Copy every line of the records below without changing anything, but omit the pictures.

#### Given information

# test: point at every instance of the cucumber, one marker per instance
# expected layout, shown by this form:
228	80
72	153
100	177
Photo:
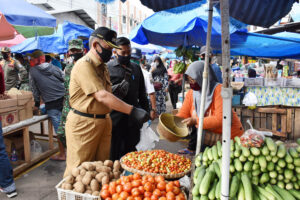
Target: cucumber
234	186
262	161
295	193
281	151
246	152
206	182
212	192
247	187
241	194
283	193
238	165
270	166
264	178
293	152
219	148
271	144
288	174
248	166
255	151
288	158
273	192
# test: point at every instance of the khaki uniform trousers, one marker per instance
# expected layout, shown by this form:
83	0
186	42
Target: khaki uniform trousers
88	139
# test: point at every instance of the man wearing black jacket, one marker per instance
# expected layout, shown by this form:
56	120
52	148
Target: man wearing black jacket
127	84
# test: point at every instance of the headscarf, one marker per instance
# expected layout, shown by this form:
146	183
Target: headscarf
160	69
195	71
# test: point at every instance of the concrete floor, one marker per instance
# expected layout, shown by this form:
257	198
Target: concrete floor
39	182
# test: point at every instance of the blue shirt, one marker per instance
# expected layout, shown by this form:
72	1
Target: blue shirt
215	67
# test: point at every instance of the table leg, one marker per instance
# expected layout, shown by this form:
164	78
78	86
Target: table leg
50	134
26	140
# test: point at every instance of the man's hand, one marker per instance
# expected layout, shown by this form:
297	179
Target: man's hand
190	121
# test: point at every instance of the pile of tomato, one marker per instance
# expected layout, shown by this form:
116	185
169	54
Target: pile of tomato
136	187
157	161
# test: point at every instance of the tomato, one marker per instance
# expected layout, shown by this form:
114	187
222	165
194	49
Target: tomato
119	189
170	196
148	187
176	190
161	185
169	187
157	192
105	187
136	176
127	187
104	194
135	192
124	195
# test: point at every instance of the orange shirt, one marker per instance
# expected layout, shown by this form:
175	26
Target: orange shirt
213	118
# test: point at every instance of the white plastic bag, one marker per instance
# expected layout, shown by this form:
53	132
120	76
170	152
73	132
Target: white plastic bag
250	99
35	149
147	139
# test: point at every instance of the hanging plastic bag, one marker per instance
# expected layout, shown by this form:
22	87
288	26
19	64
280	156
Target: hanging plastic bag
147	139
35	149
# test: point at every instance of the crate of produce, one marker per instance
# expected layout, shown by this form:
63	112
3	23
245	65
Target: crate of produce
254	82
295	83
273	82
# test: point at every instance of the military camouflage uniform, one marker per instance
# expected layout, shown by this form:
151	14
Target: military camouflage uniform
77	44
12	70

########

[Result of this task]
# test: point at every instance of the cucumber, one marker per instance
# expected layout, shown by this form:
228	80
72	153
100	177
Photo:
Target: cucumber
234	186
262	161
295	193
281	151
246	152
206	182
212	192
247	187
241	194
283	193
238	165
270	166
264	178
293	152
219	148
271	144
288	174
248	166
255	151
288	158
273	192
# test: point at every instance of the khaki uniform trousers, one marker per instance
# expected layout, shown by this form:
83	0
186	42
Target: khaki uniform trousers
88	139
# test: point at every instance of the man wearing black jacket, one marker per instance
# expected layout, shown by this form:
56	120
52	148
Target: man wearing black jacket
127	84
# test: point at every instance of the headscarf, one marker per instance
# expected layout, shown by this form:
146	183
Target: headscarf
160	69
195	71
# test: point at every instance of the concrete floor, one marker per instance
# expected layout, shown by this form:
257	198
Target: concrete floor
39	182
# test: point at every instance of the blue shirt, one marker per instance
# expected layout, shown by this form:
72	1
Target: blue shirt
215	67
# test: point at every instance of the table leg, one marker per instance
# expected layout, shown by this form:
164	78
78	86
Target: table leg
50	134
26	140
# test: point at every instance of the man's hand, one marker per instance
# expected layout, shown by this form:
297	179
Target: man's hand
190	121
# test: point at every instance of the pile of tomato, one marker per instance
# expected layout, shown by this form:
116	185
169	54
Target: pile of tomato
136	187
157	161
# test: point at every instance of the tomato, one marker per instance
# expected layout, shown by this form:
114	187
222	165
194	49
Target: tomato
119	189
170	196
148	187
176	190
161	185
169	187
157	192
105	187
136	176
127	187
104	194
135	192
124	195
# test: point at every instance of the orange shirt, one marker per instance
# expected layout, shown by this form:
175	26
Target: orange shirt
213	118
# test: point at every instance of the white plastic bag, one marker per instance
# expected layout, shown by this form:
53	132
120	76
170	152
73	132
Target: white plastic bag
250	99
35	149
147	139
# test: point at every instance of the hanging plastic bag, one marker per instance
# expected layout, shown by this form:
22	87
288	26
19	64
280	156
Target: hanging plastic bag
147	139
35	149
# test: point at every instance of the crate of produce, one marker per instance
# expected layout, shown by this form:
63	112
3	23
245	65
Target: crate of produce
254	82
295	83
273	82
# test: point at every instance of the military camouflage uniform, one marker per instance
# expected layout, shown by this form:
151	14
Target: military camouflage uniform
77	44
12	70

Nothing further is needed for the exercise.